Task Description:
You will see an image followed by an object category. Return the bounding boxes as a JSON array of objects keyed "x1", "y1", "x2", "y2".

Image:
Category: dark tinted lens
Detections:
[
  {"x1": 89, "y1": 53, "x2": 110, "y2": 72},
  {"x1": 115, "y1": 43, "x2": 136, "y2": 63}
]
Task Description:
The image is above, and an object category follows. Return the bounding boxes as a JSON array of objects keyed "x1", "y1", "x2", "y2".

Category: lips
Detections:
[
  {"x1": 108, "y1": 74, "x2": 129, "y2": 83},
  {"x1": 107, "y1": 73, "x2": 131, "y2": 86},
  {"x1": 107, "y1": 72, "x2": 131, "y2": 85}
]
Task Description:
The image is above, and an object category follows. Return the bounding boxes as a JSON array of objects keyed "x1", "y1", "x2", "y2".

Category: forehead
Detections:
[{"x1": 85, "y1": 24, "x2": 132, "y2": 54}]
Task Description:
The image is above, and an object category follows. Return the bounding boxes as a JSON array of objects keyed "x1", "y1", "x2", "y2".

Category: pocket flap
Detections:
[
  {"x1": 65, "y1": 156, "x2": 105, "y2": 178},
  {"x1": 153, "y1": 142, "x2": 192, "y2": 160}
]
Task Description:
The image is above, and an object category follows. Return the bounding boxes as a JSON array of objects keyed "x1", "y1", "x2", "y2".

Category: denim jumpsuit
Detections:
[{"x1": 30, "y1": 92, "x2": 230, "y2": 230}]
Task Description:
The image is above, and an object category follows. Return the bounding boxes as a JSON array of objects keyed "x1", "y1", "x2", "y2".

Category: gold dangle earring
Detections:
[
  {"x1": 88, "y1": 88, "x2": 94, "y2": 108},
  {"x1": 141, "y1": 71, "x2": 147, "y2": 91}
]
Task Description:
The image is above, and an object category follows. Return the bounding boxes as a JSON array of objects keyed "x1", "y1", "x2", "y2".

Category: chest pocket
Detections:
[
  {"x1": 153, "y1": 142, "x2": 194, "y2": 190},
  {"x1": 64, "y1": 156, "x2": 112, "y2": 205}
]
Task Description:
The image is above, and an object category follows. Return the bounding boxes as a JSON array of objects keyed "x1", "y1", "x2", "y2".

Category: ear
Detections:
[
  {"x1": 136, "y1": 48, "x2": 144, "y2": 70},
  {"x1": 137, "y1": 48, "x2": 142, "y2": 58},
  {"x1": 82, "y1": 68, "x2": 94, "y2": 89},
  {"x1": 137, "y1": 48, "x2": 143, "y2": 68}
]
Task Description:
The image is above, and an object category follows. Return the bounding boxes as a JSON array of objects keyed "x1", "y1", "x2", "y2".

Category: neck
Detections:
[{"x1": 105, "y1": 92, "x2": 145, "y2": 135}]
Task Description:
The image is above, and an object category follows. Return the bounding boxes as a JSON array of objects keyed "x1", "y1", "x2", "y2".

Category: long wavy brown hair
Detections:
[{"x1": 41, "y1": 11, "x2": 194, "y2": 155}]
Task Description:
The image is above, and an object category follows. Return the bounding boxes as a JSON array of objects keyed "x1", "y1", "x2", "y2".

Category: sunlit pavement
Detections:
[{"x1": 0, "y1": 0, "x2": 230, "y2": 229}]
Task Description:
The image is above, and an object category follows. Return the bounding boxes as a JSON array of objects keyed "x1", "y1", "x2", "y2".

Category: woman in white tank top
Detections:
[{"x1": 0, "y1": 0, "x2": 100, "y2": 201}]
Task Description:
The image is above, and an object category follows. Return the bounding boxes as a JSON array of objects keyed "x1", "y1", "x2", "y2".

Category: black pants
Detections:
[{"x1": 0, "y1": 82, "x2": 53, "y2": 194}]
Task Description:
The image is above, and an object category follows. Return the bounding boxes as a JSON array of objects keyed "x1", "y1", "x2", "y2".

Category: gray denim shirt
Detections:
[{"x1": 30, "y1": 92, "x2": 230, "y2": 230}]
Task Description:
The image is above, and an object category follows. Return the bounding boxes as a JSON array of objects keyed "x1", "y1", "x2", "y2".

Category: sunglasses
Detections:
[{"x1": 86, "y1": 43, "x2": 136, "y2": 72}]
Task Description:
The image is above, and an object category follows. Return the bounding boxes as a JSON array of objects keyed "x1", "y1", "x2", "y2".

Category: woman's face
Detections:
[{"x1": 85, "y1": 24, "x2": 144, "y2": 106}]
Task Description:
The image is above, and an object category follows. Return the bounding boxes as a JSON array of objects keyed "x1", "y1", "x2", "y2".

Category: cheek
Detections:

☆ ☆ ☆ ☆ ☆ ☆ ☆

Task goal
Show each line of the records above containing "woman".

Solution to this exercise
Category: woman in white tank top
Category: woman's face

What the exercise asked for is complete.